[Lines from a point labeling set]
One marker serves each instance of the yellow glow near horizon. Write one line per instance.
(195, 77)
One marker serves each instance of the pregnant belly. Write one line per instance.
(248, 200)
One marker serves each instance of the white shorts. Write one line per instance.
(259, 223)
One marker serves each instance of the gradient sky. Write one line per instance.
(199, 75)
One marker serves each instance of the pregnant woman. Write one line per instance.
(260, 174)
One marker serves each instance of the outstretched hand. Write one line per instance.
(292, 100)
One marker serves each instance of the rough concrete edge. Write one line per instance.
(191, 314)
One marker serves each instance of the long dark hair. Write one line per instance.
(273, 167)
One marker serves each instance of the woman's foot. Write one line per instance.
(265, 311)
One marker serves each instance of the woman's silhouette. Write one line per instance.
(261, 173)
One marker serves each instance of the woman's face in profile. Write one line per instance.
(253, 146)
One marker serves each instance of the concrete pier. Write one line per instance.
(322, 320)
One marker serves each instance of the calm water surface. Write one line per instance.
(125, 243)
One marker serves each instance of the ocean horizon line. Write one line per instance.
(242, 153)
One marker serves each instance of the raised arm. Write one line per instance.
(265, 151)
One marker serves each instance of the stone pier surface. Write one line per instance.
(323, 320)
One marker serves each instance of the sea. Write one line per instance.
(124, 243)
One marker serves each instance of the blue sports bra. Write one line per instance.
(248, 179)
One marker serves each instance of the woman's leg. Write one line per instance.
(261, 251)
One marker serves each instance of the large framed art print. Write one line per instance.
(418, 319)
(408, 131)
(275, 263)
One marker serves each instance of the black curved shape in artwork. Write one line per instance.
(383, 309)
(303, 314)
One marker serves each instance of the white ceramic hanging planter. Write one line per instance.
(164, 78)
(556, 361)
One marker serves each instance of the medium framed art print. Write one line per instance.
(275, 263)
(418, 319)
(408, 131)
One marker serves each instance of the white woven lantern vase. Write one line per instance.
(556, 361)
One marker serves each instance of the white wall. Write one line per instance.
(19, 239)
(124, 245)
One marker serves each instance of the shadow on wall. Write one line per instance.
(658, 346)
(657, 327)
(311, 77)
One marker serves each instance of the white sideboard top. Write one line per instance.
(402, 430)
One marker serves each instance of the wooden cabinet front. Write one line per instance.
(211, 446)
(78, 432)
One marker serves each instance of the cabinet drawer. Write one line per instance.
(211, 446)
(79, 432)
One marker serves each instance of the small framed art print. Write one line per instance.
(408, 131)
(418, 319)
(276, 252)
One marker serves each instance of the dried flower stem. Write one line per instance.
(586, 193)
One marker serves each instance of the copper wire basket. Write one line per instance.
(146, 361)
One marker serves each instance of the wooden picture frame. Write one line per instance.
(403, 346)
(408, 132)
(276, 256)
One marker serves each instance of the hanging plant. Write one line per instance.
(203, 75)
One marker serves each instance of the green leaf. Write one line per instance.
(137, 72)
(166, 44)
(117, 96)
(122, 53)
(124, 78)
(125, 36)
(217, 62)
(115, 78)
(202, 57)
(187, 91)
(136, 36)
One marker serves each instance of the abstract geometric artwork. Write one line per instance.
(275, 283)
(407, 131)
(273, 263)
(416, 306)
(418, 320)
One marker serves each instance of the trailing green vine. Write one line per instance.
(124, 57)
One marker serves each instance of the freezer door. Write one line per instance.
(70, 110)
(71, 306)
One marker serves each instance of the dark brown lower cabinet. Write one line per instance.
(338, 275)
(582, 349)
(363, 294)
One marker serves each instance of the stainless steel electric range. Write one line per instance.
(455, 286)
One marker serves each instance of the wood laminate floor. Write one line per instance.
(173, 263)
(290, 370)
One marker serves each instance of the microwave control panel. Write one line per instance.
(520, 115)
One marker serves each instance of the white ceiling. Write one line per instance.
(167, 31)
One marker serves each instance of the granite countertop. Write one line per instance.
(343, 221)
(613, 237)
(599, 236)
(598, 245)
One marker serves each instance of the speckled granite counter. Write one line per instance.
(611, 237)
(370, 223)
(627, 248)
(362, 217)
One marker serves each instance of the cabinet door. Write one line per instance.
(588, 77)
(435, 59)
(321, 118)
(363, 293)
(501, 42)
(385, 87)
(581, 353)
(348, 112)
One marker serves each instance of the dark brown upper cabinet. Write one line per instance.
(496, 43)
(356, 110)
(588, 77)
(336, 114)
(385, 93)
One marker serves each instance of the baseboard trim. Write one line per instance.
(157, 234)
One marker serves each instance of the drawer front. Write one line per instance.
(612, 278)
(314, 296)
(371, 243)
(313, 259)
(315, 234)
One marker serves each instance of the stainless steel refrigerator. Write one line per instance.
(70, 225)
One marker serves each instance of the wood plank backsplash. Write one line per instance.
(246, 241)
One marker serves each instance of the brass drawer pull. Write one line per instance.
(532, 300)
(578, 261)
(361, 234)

What is asked: Rewrite all of these lines, swapping "marker" for "point" wherever it appears and keeping everything else the same.

Result below:
One point serves each instance of the yellow glow near horizon. Write one line per instance.
(195, 77)
One point serves each instance of the pregnant belly. Write one line per instance.
(248, 200)
One point serves each instance of the white shorts. Write one line per instance.
(259, 223)
One point serves each instance of the gradient sky. Write one line per instance.
(199, 75)
One point serves each instance of the pregnant woman. Write one line per instance.
(260, 174)
One point serves each instance of the outstretched hand. Write one line per instance.
(292, 100)
One point serves each instance of the rough concrete edge. Write one line per instance.
(191, 314)
One point serves each instance of the long dark hair. Write one line per instance.
(273, 167)
One point serves each instance of the woman's foot. Write one line per instance.
(265, 311)
One point serves each instance of the woman's silhouette. Write one line per instance.
(261, 173)
One point serves each instance of the woman's face in profile. Write one line per instance.
(253, 146)
One point serves each instance of the concrete pier. Write one line per instance.
(322, 320)
One point serves each instance of the calm water surface. Write one line per instance.
(125, 243)
One point serves each instance of the ocean horizon line. Write one line per instance.
(242, 153)
One point serves each instance of the raised arm. Write one line per instance.
(265, 151)
One point serves each instance of the stone pier surface. Write one line per instance.
(323, 320)
One point serves each instance of the sea. Write one line per instance.
(124, 243)
One point serves each instance of the blue sports bra. Write one line per instance.
(248, 179)
One point serves each instance of the woman's leg. Write one line per instance.
(261, 251)
One point serves each instance of the large framed art print. Write one line per instance.
(418, 319)
(408, 131)
(275, 263)
One point serves each instance of the black curved shape in artwork. Write one line per instance.
(383, 309)
(303, 314)
One point serves each instance of the white ceramic hanging planter. Write one line per instance.
(164, 78)
(556, 361)
One point serves each instance of the medium framed art print. Write one line per instance.
(275, 263)
(418, 319)
(408, 131)
One point serves each instance of the white woven lantern vase. Write one line per instance.
(556, 361)
One point serves each instance of the white wall. Write one line per instance.
(19, 239)
(124, 245)
One point serves each instance of the shadow on wall. Write one line per instance.
(658, 346)
(657, 327)
(311, 77)
One point serves each instance of the white sideboard top. Write one line per instance.
(402, 430)
One point serves each instance of the wooden cabinet front. Write one line per instance.
(211, 446)
(78, 432)
One point serves each instance of the cabinet drawer. Write one line per instance.
(211, 446)
(79, 432)
One point serves each instance of the small framed art print. Write one line per instance.
(408, 131)
(418, 319)
(276, 252)
One point serves each instance of the dried flower stem. Write one line per instance.
(586, 193)
One point serves each instance of the copper wire basket. Write one line per instance.
(146, 361)
One point serves each instance of the wooden picture frame. Write one line per instance.
(403, 346)
(408, 132)
(276, 256)
One point serves each instance of the hanging plant. Write one line per instance.
(203, 75)
One point serves each instance of the green leaf. Write one line per instance.
(137, 72)
(166, 44)
(117, 96)
(122, 53)
(124, 78)
(125, 36)
(217, 62)
(115, 78)
(202, 57)
(187, 91)
(136, 36)
One point serves each instance of the abstract geometric artwork. Write one line per instance.
(275, 283)
(407, 131)
(273, 263)
(416, 306)
(418, 320)
One point serves each instance of the trailing green vine. Write one line per instance.
(124, 57)
One point serves each instance of the freezer door. Write one line per instance.
(70, 110)
(71, 306)
One point serves each instance of the dark brown lower cabinet. Write one line per instance.
(338, 275)
(582, 349)
(363, 294)
One point serves each instance of the stainless steel electric range. Write one line per instance.
(455, 286)
One point serves each instance of the wood laminate floor. Write one line per instance.
(173, 263)
(290, 370)
One point serves each instance of the microwave control panel. Write one line per instance.
(520, 115)
One point serves each instance of the white ceiling. Write one line per instance.
(167, 31)
One point serves each instance of the granite countertop. Write one line per instance.
(343, 221)
(613, 237)
(599, 236)
(598, 245)
One point serves each instance of the speckled granite counter. Write one line per instance.
(611, 237)
(370, 223)
(627, 248)
(362, 217)
One point serves each instance of the cabinet door. Write one line per instance.
(588, 77)
(435, 59)
(321, 118)
(363, 293)
(501, 42)
(385, 87)
(581, 353)
(348, 112)
One point serves each instance of the dark brown upper cabinet. Write one line per instance.
(496, 43)
(356, 110)
(588, 77)
(336, 114)
(385, 93)
One point serves each instance of the baseboard trim. Write one line per instance.
(157, 234)
One point serves each instance of the drawer front. Write one line per instance.
(612, 278)
(314, 296)
(371, 243)
(313, 259)
(315, 234)
One point serves each instance of the stainless steel refrigerator. Write one line per instance.
(70, 225)
One point serves each instance of the wood plank backsplash. Write one line per instance.
(246, 241)
One point serves each instance of the brass drawer pull. Write one line per instance.
(532, 300)
(578, 261)
(361, 234)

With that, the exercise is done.